Exercise brief: Convert all the records below into a JSON list of strings, with each line as its own string and blank lines omitted.
-------- Material to process --------
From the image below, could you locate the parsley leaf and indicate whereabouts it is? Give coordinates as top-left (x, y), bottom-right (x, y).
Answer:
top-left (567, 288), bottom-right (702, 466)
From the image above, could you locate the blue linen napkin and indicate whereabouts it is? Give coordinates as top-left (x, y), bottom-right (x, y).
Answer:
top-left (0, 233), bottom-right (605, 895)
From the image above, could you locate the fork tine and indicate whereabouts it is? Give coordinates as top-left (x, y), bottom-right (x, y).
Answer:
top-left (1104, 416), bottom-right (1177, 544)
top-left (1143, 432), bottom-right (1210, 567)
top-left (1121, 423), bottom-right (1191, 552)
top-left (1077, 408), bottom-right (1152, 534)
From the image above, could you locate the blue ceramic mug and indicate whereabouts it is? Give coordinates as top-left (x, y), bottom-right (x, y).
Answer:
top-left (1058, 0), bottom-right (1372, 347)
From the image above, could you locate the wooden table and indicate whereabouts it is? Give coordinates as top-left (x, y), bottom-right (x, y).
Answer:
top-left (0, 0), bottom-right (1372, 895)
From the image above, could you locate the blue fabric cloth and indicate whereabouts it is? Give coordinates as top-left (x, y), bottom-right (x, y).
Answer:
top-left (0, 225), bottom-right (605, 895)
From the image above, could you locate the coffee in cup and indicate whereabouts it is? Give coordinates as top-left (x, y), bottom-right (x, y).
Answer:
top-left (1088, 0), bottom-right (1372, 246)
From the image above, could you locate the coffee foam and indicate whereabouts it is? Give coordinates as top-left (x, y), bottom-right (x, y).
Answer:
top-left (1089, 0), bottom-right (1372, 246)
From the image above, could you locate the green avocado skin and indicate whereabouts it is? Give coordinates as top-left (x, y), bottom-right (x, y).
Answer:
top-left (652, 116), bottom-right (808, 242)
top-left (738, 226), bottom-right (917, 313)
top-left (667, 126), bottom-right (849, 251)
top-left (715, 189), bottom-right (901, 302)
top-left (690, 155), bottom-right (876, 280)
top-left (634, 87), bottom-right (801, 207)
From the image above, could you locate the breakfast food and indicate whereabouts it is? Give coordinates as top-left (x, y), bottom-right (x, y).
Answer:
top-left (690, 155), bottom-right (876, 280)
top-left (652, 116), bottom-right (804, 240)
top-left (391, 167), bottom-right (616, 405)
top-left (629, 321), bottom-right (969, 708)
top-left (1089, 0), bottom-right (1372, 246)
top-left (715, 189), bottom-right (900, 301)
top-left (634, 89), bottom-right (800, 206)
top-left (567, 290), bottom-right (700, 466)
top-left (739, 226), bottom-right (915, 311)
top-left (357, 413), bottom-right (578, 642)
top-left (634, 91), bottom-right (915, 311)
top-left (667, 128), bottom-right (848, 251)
--------
Complete response:
[
  "From the image below, could you locate the parsley leaf and indicate whereabouts it is? Give coordinates as top-left (x, y), bottom-right (x, y).",
  "Answer:",
  "top-left (567, 288), bottom-right (702, 466)",
  "From the image above, could you locate the blue linen napkin and indicate whereabouts it is? Give coordinates as top-left (x, y), bottom-right (x, y).",
  "Answer:",
  "top-left (0, 233), bottom-right (605, 895)",
  "From the image above, could you locate the fork tine and indicate whereabouts it is? Give coordinates as top-left (x, y), bottom-right (x, y).",
  "Answer:",
  "top-left (1104, 416), bottom-right (1177, 544)",
  "top-left (1143, 432), bottom-right (1210, 567)",
  "top-left (1121, 423), bottom-right (1191, 552)",
  "top-left (1077, 408), bottom-right (1152, 534)",
  "From the image above, could you locate the blue ceramic mug and indicate whereabouts it is? Give coordinates as top-left (x, y), bottom-right (x, y).",
  "Answer:",
  "top-left (1058, 0), bottom-right (1372, 347)",
  "From the image above, could you locate the wooden table and indicate whereabouts it is? Give coordinates as top-left (x, y), bottom-right (x, y).",
  "Answer:",
  "top-left (0, 0), bottom-right (1372, 895)",
  "From the image above, could you locate the blue fabric cloth and indicate whereabouts it is? Give coordinates as top-left (x, y), bottom-right (x, y).",
  "Answer:",
  "top-left (0, 225), bottom-right (605, 895)",
  "From the image above, could you locate the coffee in cup and indicate whereabouts it is? Give coordinates as top-left (x, y), bottom-right (x, y).",
  "Answer:",
  "top-left (1088, 0), bottom-right (1372, 246)",
  "From the image above, could you locate the coffee foam and indicate whereabouts it is? Give coordinates as top-left (x, y), bottom-right (x, y).",
  "Answer:",
  "top-left (1089, 0), bottom-right (1372, 246)",
  "From the image above, could you locate the green avocado skin and indicate whereabouts it is? Give coordinates as top-left (x, y), bottom-right (x, y).",
  "Answer:",
  "top-left (652, 116), bottom-right (808, 242)",
  "top-left (738, 226), bottom-right (917, 313)",
  "top-left (667, 126), bottom-right (849, 251)",
  "top-left (715, 189), bottom-right (901, 302)",
  "top-left (690, 155), bottom-right (876, 280)",
  "top-left (634, 87), bottom-right (801, 207)",
  "From the image above, could you locate the breakfast food and indicate whereabouts it is? Give coordinates as top-left (x, y), bottom-right (x, y).",
  "Answer:",
  "top-left (690, 155), bottom-right (876, 280)",
  "top-left (652, 116), bottom-right (804, 240)",
  "top-left (391, 167), bottom-right (616, 405)",
  "top-left (629, 321), bottom-right (969, 708)",
  "top-left (1089, 0), bottom-right (1372, 246)",
  "top-left (715, 189), bottom-right (900, 301)",
  "top-left (634, 89), bottom-right (800, 206)",
  "top-left (567, 290), bottom-right (700, 466)",
  "top-left (739, 226), bottom-right (915, 311)",
  "top-left (357, 413), bottom-right (578, 642)",
  "top-left (634, 91), bottom-right (915, 311)",
  "top-left (667, 128), bottom-right (848, 251)"
]